#### [What needs to be done]
Put the lines from the one holding "Would you please pick out the blue stained" through the one holding "point(184, 777)", both included, into a Markdown table with the columns Row and Line, numbering each row and leaving out blank lines.

Data listing:
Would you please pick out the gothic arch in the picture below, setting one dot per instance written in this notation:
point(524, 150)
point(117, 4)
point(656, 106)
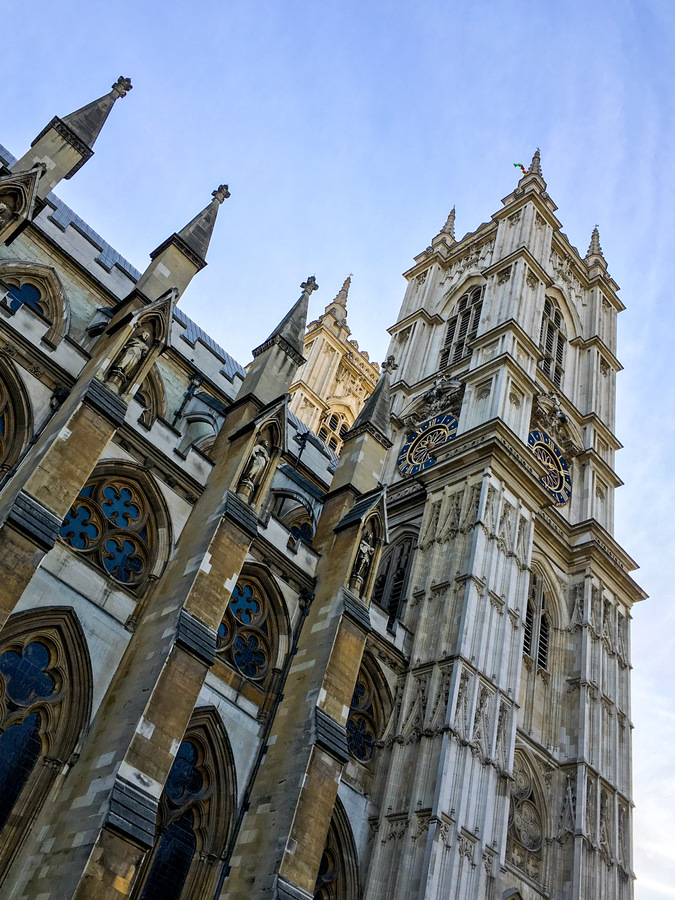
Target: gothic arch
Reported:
point(254, 635)
point(16, 417)
point(197, 812)
point(370, 710)
point(48, 697)
point(152, 396)
point(338, 877)
point(120, 523)
point(50, 301)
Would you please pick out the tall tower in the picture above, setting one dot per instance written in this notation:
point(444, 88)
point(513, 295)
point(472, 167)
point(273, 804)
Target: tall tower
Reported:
point(505, 771)
point(337, 378)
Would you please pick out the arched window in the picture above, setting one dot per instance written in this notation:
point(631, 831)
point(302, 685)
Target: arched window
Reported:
point(338, 877)
point(526, 820)
point(195, 815)
point(462, 327)
point(14, 417)
point(537, 632)
point(45, 705)
point(369, 711)
point(392, 578)
point(247, 636)
point(552, 342)
point(113, 523)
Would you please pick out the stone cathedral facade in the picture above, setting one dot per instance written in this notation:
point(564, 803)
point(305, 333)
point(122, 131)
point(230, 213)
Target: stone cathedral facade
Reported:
point(235, 663)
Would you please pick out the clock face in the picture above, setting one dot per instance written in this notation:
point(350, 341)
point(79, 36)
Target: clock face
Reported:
point(418, 452)
point(558, 480)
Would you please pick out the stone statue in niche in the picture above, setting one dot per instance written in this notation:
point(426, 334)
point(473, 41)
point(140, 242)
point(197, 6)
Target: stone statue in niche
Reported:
point(254, 470)
point(126, 364)
point(362, 562)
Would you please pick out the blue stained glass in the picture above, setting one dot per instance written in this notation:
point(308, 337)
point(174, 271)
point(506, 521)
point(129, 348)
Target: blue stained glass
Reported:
point(360, 740)
point(118, 506)
point(25, 678)
point(243, 604)
point(20, 748)
point(248, 656)
point(172, 861)
point(122, 561)
point(27, 294)
point(78, 529)
point(184, 777)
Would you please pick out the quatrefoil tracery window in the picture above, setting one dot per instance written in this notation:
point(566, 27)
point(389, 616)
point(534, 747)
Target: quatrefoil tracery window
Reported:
point(526, 823)
point(246, 634)
point(111, 524)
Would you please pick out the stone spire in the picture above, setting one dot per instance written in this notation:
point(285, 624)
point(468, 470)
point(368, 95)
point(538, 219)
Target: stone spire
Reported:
point(65, 145)
point(375, 416)
point(449, 227)
point(197, 233)
point(535, 165)
point(88, 121)
point(290, 332)
point(341, 298)
point(594, 253)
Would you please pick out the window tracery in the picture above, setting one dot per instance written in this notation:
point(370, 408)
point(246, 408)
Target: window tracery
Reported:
point(195, 815)
point(537, 630)
point(45, 704)
point(526, 822)
point(113, 524)
point(462, 327)
point(392, 578)
point(246, 636)
point(552, 342)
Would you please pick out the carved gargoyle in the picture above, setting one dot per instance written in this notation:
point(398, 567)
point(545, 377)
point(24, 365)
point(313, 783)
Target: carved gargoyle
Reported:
point(547, 414)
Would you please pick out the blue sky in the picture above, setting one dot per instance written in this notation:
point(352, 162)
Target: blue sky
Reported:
point(346, 131)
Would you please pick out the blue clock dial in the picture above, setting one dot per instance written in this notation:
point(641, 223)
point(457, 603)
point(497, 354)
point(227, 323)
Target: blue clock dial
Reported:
point(418, 452)
point(558, 479)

#### [Result for this exercise]
| Row | Line |
|---|---|
| 1 | Would you please pick out the blue stained glass in the picture above, setting one dot per instance written in this notation: |
| 2 | point(308, 337) |
| 3 | point(174, 271) |
| 4 | point(506, 521) |
| 5 | point(129, 348) |
| 6 | Target: blue stained glass |
| 7 | Reported: |
| 8 | point(360, 740) |
| 9 | point(118, 506) |
| 10 | point(25, 678) |
| 11 | point(243, 604) |
| 12 | point(20, 748) |
| 13 | point(248, 656) |
| 14 | point(172, 861) |
| 15 | point(122, 561) |
| 16 | point(27, 294) |
| 17 | point(78, 529) |
| 18 | point(184, 777) |